S’ajoute le contexte international avec une présence digitale russe sans précédent constatée dans nos veilles, notamment sur les sujets énergétiques ou médicaux. Regardez la superbe série britannique The Underclared War qui expose parfaitement comment un acteur mal intentionné, en l’occurrence un État, peut mettre en œuvre une stratégie d’influence particulièrement efficace sur les réseaux sociaux. Il en va de même pour La Fièvre, la dernière série d’Eric Benzekri qui s’intéresse précisément à la circulation de l’information en ligne.

Les fake news prospèrent car leur viralité naturelle convient parfaitement au socle de Français qui n’ont plus confiance en la parole publique ni en nos institutions.

Si la vérité scientifique peine donc à trouver sa place sur les réseaux sociaux, la cause n’est pourtant pas totalement perdue. Car nombreux sont les exemples de personnalités ou d’influenceurs qui parviennent à allier réseaux sociaux et vulgarisation. Je ne pense pas ici à Michèle Laroque, qui en mars 2020 recommandait d’utiliser des huiles essentielles pour « soulager les bronches » et « éliminer » le virus, mais plutôt à Jamy Gourmaud, idole de mon enfance avec son émission C’est pas sorcier, qui parvient à parler de sciences à des millions d’abonnés sur YouTube, TikTok ou LinkedIn. Les exemples de réussites d’influenceurs français sont nombreux : Florence Porcel, notamment, a naguère ouvert la voie en parlant d’astronomie comme personne sur YouTube et Twitter ; aujourd’hui, sur TikTok, Léo Grasset de la chaîne DirtyBiology, fait également un excellent travail de vulgarisation. Point commun de ces 3 influenceurs ? Ils ont compris à 100 % les codes des réseaux sociaux et sont des vulgarisateurs hors pair.

CONTENU DES DONNÉES:
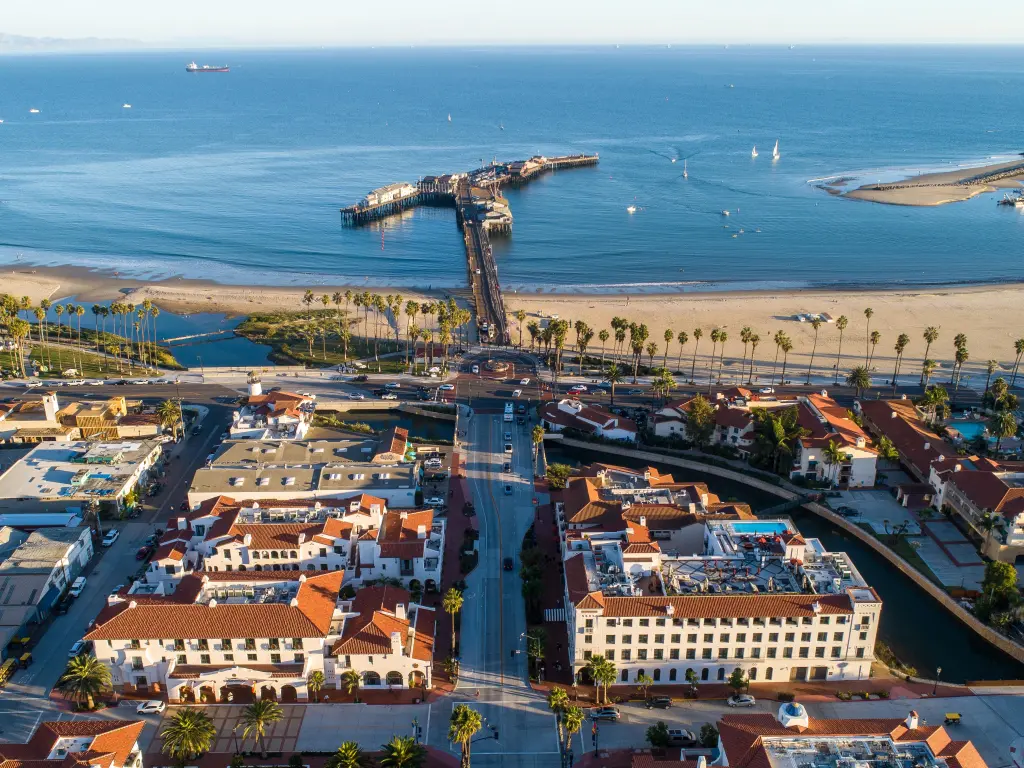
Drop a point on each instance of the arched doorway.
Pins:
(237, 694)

...

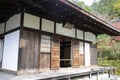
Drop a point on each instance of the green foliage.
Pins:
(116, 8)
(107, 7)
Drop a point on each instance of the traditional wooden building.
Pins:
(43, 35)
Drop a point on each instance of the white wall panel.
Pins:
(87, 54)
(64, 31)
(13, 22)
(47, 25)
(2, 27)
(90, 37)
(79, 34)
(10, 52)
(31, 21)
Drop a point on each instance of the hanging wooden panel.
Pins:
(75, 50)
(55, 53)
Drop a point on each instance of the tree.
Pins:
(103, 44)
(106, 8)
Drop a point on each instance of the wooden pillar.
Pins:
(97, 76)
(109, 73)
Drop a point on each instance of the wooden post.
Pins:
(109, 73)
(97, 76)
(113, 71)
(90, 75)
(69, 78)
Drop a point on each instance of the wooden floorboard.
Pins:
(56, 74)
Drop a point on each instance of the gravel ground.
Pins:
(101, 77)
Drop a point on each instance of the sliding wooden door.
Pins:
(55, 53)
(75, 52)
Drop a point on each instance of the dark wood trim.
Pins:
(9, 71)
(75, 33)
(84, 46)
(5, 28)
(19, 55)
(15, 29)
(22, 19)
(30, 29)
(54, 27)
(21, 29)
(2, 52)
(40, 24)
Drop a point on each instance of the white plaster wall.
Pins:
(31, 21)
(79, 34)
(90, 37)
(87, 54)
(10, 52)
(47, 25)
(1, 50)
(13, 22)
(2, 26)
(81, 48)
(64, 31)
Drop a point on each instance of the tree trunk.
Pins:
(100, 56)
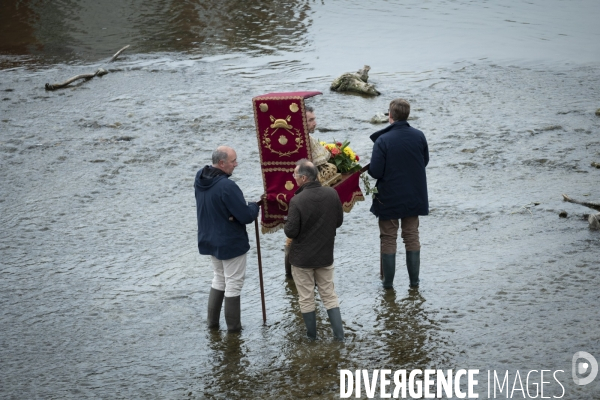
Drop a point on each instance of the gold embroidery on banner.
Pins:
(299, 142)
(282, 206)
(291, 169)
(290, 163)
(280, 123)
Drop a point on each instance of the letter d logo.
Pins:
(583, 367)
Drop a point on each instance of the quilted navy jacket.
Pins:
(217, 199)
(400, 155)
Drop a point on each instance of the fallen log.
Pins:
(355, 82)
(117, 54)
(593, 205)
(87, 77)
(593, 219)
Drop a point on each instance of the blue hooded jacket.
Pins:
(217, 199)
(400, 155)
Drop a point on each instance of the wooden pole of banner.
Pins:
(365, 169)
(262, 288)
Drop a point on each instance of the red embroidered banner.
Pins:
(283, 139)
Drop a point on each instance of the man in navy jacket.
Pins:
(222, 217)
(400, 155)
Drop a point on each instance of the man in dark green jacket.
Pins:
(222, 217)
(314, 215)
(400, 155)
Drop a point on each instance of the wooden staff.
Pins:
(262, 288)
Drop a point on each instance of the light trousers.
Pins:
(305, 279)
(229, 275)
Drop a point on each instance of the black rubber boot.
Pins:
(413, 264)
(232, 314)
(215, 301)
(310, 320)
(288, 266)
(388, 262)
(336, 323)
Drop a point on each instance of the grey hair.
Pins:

ÉNONCÉ DU PROBLÈME:
Pour chaque affirmation, indiquez par oui ou par non si elle concorde avec le texte support, en citant textuellement les mots qui tranchent. (a) Jamy Gourmaud s’adresse à des millions d’abonnés sur YouTube, TikTok ou LinkedIn. (b) Florence Porcel parle d’astronomie sur TikTok. (c) Les trois influenceurs cités maîtrisent les codes des réseaux sociaux.

RÉSULTAT OBTENU:
(a) Oui : « qui parvient à parler de sciences à des millions d’abonnés sur YouTube, TikTok ou LinkedIn ».
(b) Non : « Florence Porcel, notamment, a naguère ouvert la voie en parlant d’astronomie comme personne sur YouTube et Twitter ».
(c) Oui : « Ils ont compris à 100 % les codes des réseaux sociaux ».